### Instructions for the task:
Each line in the listing below needs to be transcribed exactly.

[Data in this exercise Boundary: Start]

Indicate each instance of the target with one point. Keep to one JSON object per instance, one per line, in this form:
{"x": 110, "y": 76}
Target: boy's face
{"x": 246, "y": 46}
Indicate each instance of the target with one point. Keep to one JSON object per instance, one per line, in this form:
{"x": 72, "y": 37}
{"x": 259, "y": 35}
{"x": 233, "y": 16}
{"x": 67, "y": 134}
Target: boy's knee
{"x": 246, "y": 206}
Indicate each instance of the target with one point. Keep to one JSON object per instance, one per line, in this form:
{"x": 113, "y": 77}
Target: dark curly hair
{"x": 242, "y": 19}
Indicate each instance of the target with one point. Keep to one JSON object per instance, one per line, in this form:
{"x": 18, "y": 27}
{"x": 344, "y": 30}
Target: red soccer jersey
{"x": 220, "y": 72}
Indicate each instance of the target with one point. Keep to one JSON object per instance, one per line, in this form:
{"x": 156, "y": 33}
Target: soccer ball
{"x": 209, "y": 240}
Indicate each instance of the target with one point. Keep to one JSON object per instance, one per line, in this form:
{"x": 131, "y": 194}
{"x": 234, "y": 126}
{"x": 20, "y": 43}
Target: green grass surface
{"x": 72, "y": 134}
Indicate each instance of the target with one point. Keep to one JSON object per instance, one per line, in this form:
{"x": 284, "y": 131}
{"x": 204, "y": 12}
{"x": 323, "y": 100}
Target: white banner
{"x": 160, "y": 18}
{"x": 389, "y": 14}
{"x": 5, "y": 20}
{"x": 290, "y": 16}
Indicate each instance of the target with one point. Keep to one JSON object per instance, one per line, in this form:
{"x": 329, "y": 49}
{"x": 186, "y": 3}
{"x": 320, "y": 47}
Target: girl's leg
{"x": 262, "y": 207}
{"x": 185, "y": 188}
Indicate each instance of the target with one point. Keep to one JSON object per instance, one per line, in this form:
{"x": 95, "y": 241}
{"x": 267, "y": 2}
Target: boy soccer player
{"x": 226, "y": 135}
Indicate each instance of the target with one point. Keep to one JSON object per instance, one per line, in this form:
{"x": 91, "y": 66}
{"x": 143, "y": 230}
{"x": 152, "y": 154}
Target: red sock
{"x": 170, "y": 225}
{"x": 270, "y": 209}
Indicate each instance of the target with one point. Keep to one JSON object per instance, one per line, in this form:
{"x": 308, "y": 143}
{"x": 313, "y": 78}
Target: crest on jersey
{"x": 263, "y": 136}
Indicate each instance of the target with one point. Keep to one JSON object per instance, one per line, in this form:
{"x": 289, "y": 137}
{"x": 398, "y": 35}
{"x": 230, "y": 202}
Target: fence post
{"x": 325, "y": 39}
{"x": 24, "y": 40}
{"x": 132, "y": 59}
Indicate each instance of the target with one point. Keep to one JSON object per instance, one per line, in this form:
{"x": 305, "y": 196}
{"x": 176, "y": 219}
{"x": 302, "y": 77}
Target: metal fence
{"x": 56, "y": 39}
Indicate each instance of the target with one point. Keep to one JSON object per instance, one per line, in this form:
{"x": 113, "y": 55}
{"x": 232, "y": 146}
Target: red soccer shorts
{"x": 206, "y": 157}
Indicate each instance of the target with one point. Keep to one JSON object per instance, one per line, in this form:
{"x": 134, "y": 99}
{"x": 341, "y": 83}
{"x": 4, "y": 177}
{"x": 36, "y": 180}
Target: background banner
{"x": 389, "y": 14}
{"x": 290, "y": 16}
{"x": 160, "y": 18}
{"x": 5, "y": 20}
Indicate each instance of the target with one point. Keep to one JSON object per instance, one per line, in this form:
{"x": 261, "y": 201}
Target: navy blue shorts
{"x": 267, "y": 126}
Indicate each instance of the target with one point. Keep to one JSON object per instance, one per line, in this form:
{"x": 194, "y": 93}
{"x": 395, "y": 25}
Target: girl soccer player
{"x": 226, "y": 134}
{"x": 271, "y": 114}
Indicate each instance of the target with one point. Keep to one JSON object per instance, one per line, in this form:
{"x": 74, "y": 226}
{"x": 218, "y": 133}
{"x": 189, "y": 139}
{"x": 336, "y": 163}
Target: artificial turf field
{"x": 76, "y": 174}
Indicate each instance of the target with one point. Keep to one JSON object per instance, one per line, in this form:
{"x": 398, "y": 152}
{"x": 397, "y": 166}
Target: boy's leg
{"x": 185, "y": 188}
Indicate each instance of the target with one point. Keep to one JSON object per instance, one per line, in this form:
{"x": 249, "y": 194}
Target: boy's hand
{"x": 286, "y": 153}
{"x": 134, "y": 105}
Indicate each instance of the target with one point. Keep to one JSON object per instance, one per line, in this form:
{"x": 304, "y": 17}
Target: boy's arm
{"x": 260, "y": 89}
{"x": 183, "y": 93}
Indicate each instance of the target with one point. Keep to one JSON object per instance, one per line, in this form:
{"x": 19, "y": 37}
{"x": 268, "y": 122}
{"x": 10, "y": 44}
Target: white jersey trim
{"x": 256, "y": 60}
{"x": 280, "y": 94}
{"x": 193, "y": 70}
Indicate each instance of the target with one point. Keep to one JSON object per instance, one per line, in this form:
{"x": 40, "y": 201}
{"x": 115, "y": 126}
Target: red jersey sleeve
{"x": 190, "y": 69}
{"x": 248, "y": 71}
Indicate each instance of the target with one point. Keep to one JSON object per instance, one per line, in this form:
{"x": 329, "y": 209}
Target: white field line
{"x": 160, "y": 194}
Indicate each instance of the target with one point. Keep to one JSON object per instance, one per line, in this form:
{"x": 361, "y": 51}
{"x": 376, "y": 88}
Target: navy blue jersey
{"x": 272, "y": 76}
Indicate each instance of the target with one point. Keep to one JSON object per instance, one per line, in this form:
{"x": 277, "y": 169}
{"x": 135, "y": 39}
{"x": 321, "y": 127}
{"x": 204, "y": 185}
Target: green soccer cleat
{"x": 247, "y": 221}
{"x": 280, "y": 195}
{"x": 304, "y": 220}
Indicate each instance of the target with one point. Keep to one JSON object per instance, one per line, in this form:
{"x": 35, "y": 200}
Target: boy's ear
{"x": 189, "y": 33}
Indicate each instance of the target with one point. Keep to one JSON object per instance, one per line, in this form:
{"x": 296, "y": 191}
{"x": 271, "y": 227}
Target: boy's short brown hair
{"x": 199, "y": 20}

[Data in this exercise Boundary: End]

### Written response:
Indicate each instance of the target with one point. Keep to one JSON object per instance, one per line, in this form:
{"x": 110, "y": 76}
Target: boy's face
{"x": 246, "y": 46}
Indicate each instance of the target with one point. Keep to one JSON object per instance, one per line, in this form:
{"x": 72, "y": 37}
{"x": 259, "y": 35}
{"x": 233, "y": 16}
{"x": 67, "y": 134}
Target: boy's knee
{"x": 246, "y": 206}
Indicate each instance of the target with one point. Keep to one JSON object per instance, one per line, in this form:
{"x": 113, "y": 77}
Target: dark curly hair
{"x": 242, "y": 19}
Indicate each instance of the target with one point. Keep to one JSON object per instance, one per line, in this form:
{"x": 18, "y": 27}
{"x": 344, "y": 30}
Target: red soccer jersey
{"x": 220, "y": 72}
Indicate each instance of the target with one point. Keep to one JSON object per instance, one per line, in this form:
{"x": 156, "y": 33}
Target: soccer ball
{"x": 209, "y": 240}
Indicate each instance of the target with one point. Keep to one JSON object per instance, one per line, in this form:
{"x": 131, "y": 194}
{"x": 234, "y": 126}
{"x": 20, "y": 43}
Target: green grass surface
{"x": 72, "y": 134}
Indicate each instance of the target with one point. Keep to one JSON object per instance, one per line, in this form:
{"x": 284, "y": 131}
{"x": 204, "y": 12}
{"x": 323, "y": 100}
Target: white banner
{"x": 160, "y": 18}
{"x": 389, "y": 14}
{"x": 5, "y": 20}
{"x": 290, "y": 16}
Indicate each instance of the target with one point. Keep to one JSON object per instance, one per line, in this form:
{"x": 329, "y": 49}
{"x": 186, "y": 3}
{"x": 320, "y": 47}
Target: girl's leg
{"x": 262, "y": 207}
{"x": 185, "y": 188}
Indicate each instance of the target with one point. Keep to one JSON object per instance, one per line, in this form:
{"x": 95, "y": 241}
{"x": 267, "y": 2}
Target: boy soccer player
{"x": 226, "y": 135}
Indicate each instance of the target with one point. Keep to one JSON object per instance, one per line, in this form:
{"x": 91, "y": 66}
{"x": 143, "y": 230}
{"x": 152, "y": 154}
Target: red sock
{"x": 170, "y": 225}
{"x": 270, "y": 209}
Indicate each instance of the target with one point. Keep to one JSON object per instance, one per line, in this form:
{"x": 308, "y": 143}
{"x": 313, "y": 78}
Target: crest on jersey
{"x": 263, "y": 136}
Indicate each instance of the target with one point. Keep to one JSON object per instance, one per line, in this form:
{"x": 289, "y": 137}
{"x": 398, "y": 35}
{"x": 230, "y": 202}
Target: fence post
{"x": 325, "y": 39}
{"x": 24, "y": 40}
{"x": 132, "y": 59}
Indicate each instance of the target with one point. Keep to one JSON object per instance, one per line, in this form:
{"x": 305, "y": 196}
{"x": 176, "y": 219}
{"x": 302, "y": 77}
Target: metal fence
{"x": 56, "y": 39}
Indicate each instance of the target with one point. Keep to one JSON object per instance, one per line, in this form:
{"x": 113, "y": 55}
{"x": 232, "y": 146}
Target: red soccer shorts
{"x": 206, "y": 157}
Indicate each instance of the target with one point. Keep to one JSON object per instance, one per line, in this form:
{"x": 134, "y": 99}
{"x": 341, "y": 83}
{"x": 4, "y": 177}
{"x": 36, "y": 180}
Target: background banner
{"x": 389, "y": 14}
{"x": 290, "y": 16}
{"x": 160, "y": 18}
{"x": 5, "y": 20}
Indicate each instance of the target with one point. Keep to one JSON object per instance, one per line, in this form:
{"x": 261, "y": 201}
Target: navy blue shorts
{"x": 267, "y": 126}
Indicate each instance of the target with one point. Keep to one JSON object per instance, one per line, in this form:
{"x": 194, "y": 93}
{"x": 395, "y": 25}
Target: girl soccer player
{"x": 226, "y": 134}
{"x": 271, "y": 114}
Indicate each instance of the target with one point. Keep to one JSON object per instance, one per line, in this form:
{"x": 74, "y": 226}
{"x": 218, "y": 133}
{"x": 189, "y": 139}
{"x": 336, "y": 163}
Target: artificial turf field
{"x": 76, "y": 174}
Indicate each instance of the target with one point. Keep to one JSON object per instance, one per line, in this form:
{"x": 398, "y": 152}
{"x": 397, "y": 166}
Target: boy's leg
{"x": 185, "y": 188}
Indicate each instance of the target with one point. Keep to one JSON object per instance, one per line, in this form:
{"x": 249, "y": 194}
Target: boy's hand
{"x": 286, "y": 153}
{"x": 134, "y": 105}
Indicate each instance of the target with one point. Keep to one JSON object per instance, one per line, in this form:
{"x": 304, "y": 17}
Target: boy's arm
{"x": 260, "y": 89}
{"x": 183, "y": 93}
Indicate each instance of the target with one point. Keep to one JSON object per instance, one per line, in this form:
{"x": 19, "y": 37}
{"x": 268, "y": 122}
{"x": 10, "y": 44}
Target: white jersey trim
{"x": 256, "y": 60}
{"x": 280, "y": 94}
{"x": 193, "y": 70}
Indicate each instance of the target with one point. Keep to one JSON object per instance, one per line, in this form:
{"x": 40, "y": 201}
{"x": 115, "y": 126}
Target: red jersey sleeve
{"x": 190, "y": 69}
{"x": 248, "y": 71}
Indicate each instance of the target with one point. Keep to one JSON object per instance, one per line, in this form:
{"x": 329, "y": 209}
Target: white field line
{"x": 160, "y": 194}
Indicate each instance of the target with one point. Keep to one JSON object per instance, one per line, in this form:
{"x": 361, "y": 51}
{"x": 376, "y": 88}
Target: navy blue jersey
{"x": 272, "y": 76}
Indicate each instance of the target with one point. Keep to one JSON object per instance, one per line, in this form:
{"x": 277, "y": 169}
{"x": 135, "y": 39}
{"x": 321, "y": 127}
{"x": 204, "y": 185}
Target: green soccer cleat
{"x": 247, "y": 221}
{"x": 280, "y": 195}
{"x": 304, "y": 220}
Indicate each instance of the target with one point. Keep to one JSON object per instance, one per line, in this form:
{"x": 35, "y": 200}
Target: boy's ear
{"x": 189, "y": 33}
Indicate each instance of the target with one point. Keep to one JSON object per instance, one per line, in this form:
{"x": 296, "y": 191}
{"x": 271, "y": 227}
Target: boy's short brown hair
{"x": 199, "y": 20}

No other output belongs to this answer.